EXERCISE BRIEF: Reproduce the data word for word, keeping every line complete.

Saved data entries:
- Opening Delimiter -
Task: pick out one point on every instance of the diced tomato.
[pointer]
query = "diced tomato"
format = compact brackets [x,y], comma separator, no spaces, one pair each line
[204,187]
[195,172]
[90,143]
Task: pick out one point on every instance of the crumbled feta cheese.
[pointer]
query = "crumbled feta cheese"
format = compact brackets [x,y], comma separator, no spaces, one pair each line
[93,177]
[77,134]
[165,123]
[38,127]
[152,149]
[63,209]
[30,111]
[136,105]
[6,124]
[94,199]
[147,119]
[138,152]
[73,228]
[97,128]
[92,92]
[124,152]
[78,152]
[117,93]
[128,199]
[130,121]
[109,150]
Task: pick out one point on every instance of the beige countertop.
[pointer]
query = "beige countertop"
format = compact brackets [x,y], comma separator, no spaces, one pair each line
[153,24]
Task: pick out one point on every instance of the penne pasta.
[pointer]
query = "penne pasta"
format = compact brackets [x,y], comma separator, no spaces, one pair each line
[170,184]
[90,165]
- Closing Delimiter -
RESPONSE TO THIS TASK:
Task: pick out one point on every instance of the diced tomato.
[pointer]
query = "diced tomato"
format = compact brackets [x,y], comma separator, no spaces, one pair each line
[204,187]
[195,172]
[90,143]
Task: pick out one point on every instance of the crumbled feta cheese.
[pointer]
query = "crumbled feta cheese"
format = compact brackets [x,y], comma separator, no spaces, one pair each line
[93,177]
[77,134]
[165,123]
[38,127]
[152,149]
[63,209]
[30,111]
[136,105]
[6,124]
[94,199]
[147,119]
[138,152]
[73,228]
[97,128]
[92,92]
[124,152]
[78,152]
[117,93]
[128,199]
[130,121]
[109,150]
Task: pick out one point on every instance of the beige countertop.
[pointer]
query = "beige countertop"
format = compact brackets [x,y], comma separator, no spaces, one pair each line
[153,24]
Task: pick out one point on every instance of the penne pasta.
[pointer]
query = "penne pasta"
format = compact brackets [x,y], comma separator, no spaces, one pair each line
[170,184]
[90,165]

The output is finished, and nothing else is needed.